■ Task 1 ■
Output, word for word, the part of the reviewer comments that begins with the words containing "Line 353 please" and ends with "scheme in supplementary.".
■ Task 2 ■
According to the reviewer comments, what problem do Figures S2 and S3 have?

■ Excerpt ■
------------
Line 20 “The organization and  expression of cry- and Ste-like sequences have been deepened in the D. simulans genome, “ not organization but knowledge on organization have been deepend

Lines 289-292 should be supplemented with the names of the primers used for PCR, otherwise the text looks contradictory: first, the authors receive a PCR product for three species, and then they write that the PCR reaction does not go. Probably, the authors mean reactions with different primers.

Line 353 please indicate which Drosophila species is  in question (whose Ssl gene)

Line 355 What is the “latest D. melanogaster genome”? Dm6?

Line 538  “on the Southern blotting analysis previously employed” Do the  authors mean - the same filter, not analysis?

For the results described in lines 355-357, it would be useful to give an alignment or alignment scheme in supplementary.

For lines 451-453 it would be interesting to know what is known about the origin of this transcript 1300-1400

Figures S2 and S3 are very small, they need to be enlarged.
------------
■ Information shown ■
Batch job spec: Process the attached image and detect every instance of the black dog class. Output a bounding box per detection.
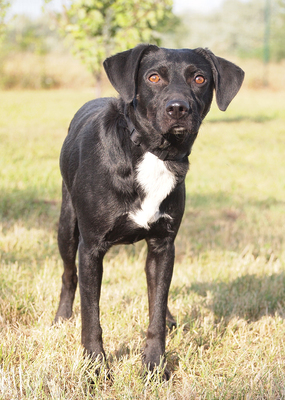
------------
■ Exercise output 1 ■
Line 353 please indicate which Drosophila species is  in question (whose Ssl gene)

Line 355 What is the “latest D. melanogaster genome”? Dm6?

Line 538  “on the Southern blotting analysis previously employed” Do the  authors mean - the same filter, not analysis?

For the results described in lines 355-357, it would be useful to give an alignment or alignment scheme in supplementary.

■ Exercise output 2 ■
They are very small and need to be enlarged.